_GIVEN REQUEST_
Arrange each line of the records below as a Markdown table with two columns, Row and Line, where Row numbers the lines and blank lines are omitted. Leave the pictures out of the table.

_SUPPLIED INFORMATION_

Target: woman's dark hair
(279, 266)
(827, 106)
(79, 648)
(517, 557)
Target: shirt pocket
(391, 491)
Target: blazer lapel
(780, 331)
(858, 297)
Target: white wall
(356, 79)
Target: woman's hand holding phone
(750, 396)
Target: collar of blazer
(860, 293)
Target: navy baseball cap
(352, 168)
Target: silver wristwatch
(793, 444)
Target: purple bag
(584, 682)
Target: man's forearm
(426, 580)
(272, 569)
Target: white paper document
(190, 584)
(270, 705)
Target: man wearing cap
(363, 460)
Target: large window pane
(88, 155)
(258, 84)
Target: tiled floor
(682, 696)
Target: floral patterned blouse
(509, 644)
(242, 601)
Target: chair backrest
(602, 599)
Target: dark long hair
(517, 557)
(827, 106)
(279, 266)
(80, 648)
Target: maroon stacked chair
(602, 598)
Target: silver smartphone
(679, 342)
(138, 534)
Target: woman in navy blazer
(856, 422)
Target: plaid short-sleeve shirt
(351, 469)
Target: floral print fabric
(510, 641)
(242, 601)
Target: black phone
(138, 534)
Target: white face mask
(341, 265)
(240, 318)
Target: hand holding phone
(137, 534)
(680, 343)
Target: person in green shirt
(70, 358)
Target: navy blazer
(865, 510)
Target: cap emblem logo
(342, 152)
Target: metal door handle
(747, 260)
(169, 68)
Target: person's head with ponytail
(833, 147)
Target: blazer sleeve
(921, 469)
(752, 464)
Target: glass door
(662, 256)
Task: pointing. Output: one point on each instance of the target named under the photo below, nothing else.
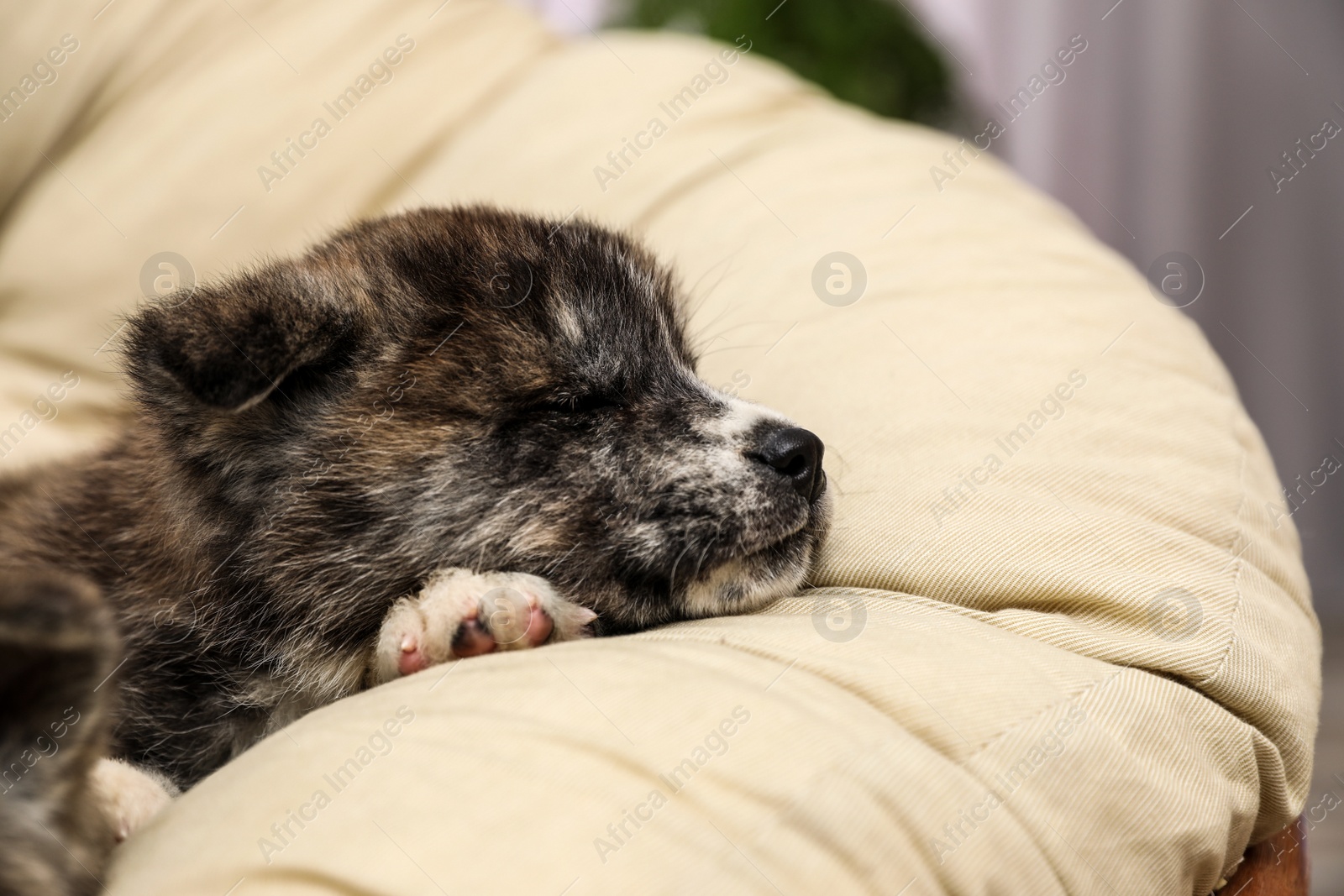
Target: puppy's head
(476, 389)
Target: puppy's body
(322, 437)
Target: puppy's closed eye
(581, 403)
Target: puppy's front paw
(465, 614)
(127, 795)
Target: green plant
(864, 51)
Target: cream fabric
(984, 696)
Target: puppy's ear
(232, 344)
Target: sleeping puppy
(434, 436)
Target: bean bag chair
(1059, 641)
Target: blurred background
(1200, 139)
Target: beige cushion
(1088, 665)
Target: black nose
(796, 454)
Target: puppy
(434, 436)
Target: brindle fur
(315, 438)
(57, 645)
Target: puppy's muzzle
(795, 454)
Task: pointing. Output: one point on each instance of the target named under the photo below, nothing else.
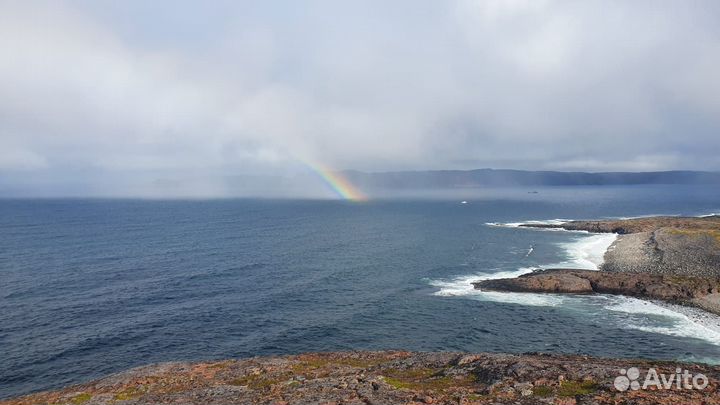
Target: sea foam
(668, 319)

_ANSWER FOR THIS EXERCISE_
| Row | Line |
|---|---|
| 1 | Target: woman's dark hair |
| 2 | (279, 266) |
| 3 | (827, 106) |
| 4 | (79, 648) |
| 5 | (517, 557) |
| 6 | Target: shirt pocket |
| 7 | (391, 491) |
| 8 | Target: blazer lapel |
| 9 | (780, 331) |
| 10 | (858, 297) |
| 11 | Target: white wall |
| 12 | (356, 79) |
| 13 | Target: woman's hand holding phone |
| 14 | (750, 396) |
| 15 | Target: collar of blazer |
| 16 | (860, 293) |
| 17 | Target: navy baseball cap |
| 18 | (352, 168) |
| 19 | Target: silver wristwatch |
| 20 | (793, 444) |
| 21 | Target: purple bag |
| 22 | (584, 682) |
| 23 | Target: man's forearm |
| 24 | (426, 580) |
| 25 | (272, 569) |
| 26 | Target: white paper document |
| 27 | (190, 584) |
| 28 | (270, 705) |
| 29 | Target: man wearing cap |
| 30 | (363, 460) |
| 31 | Target: large window pane |
| 32 | (88, 155) |
| 33 | (258, 84) |
| 34 | Target: tiled floor |
| 35 | (682, 696) |
| 36 | Target: floral patterned blouse |
| 37 | (509, 644) |
| 38 | (242, 601) |
| 39 | Target: chair backrest |
| 40 | (602, 599) |
| 41 | Target: dark long hair |
| 42 | (517, 557) |
| 43 | (827, 106) |
| 44 | (279, 266) |
| 45 | (80, 648) |
| 46 | Target: maroon stacked chair |
| 47 | (602, 598) |
| 48 | Target: silver smartphone |
| 49 | (679, 342) |
| 50 | (138, 534) |
| 51 | Target: woman in navy blazer |
| 52 | (856, 422) |
| 53 | Target: plaid short-sleeve shirt |
| 54 | (351, 469) |
| 55 | Target: floral print fabric |
| 56 | (510, 641) |
| 57 | (242, 601) |
| 58 | Target: black phone |
| 59 | (138, 534) |
| 60 | Target: white face mask |
| 61 | (341, 265) |
| 62 | (240, 318) |
| 63 | Target: hand holding phone |
| 64 | (137, 534) |
| 65 | (680, 343) |
| 66 | Target: person in green shirt |
| 67 | (70, 358) |
| 68 | Target: navy blazer |
| 69 | (865, 510) |
| 70 | Target: cap emblem logo |
| 71 | (342, 152) |
| 72 | Target: metal door handle |
| 73 | (747, 260) |
| 74 | (169, 68) |
| 75 | Target: person's head with ponytail |
| 76 | (833, 147) |
| 77 | Target: blazer sleeve |
| 78 | (921, 469) |
| 79 | (752, 464) |
| 80 | Target: glass door |
| 81 | (662, 256) |
| 82 | Task: pointing. Output: one point on each instance of the target named under the photo below, nothing else. |
| 83 | Target: puppy's head |
| 84 | (476, 389) |
| 85 | Target: puppy's body |
| 86 | (322, 437) |
| 87 | Target: puppy's closed eye |
| 88 | (581, 403) |
| 89 | Target: puppy's front paw |
| 90 | (465, 614) |
| 91 | (127, 795) |
| 92 | Target: green plant |
| 93 | (864, 51) |
| 94 | Target: cream fabric |
| 95 | (984, 696) |
| 96 | Target: puppy's ear |
| 97 | (232, 344) |
| 98 | Target: sleeping puppy |
| 99 | (434, 436) |
| 100 | Target: bean bag chair |
| 101 | (1059, 641) |
| 102 | Target: blurred background |
| 103 | (1200, 139) |
| 104 | Target: beige cushion |
| 105 | (1088, 665) |
| 106 | Target: black nose |
| 107 | (796, 454) |
| 108 | Target: puppy |
| 109 | (434, 436) |
| 110 | Target: brindle fur |
| 111 | (315, 438) |
| 112 | (57, 645) |
| 113 | Target: puppy's muzzle |
| 114 | (795, 454) |
| 115 | Task: pointing. Output: one point on each instance of the target named under the photo below, nothing else. |
| 116 | Target: sea foam |
| 117 | (668, 319) |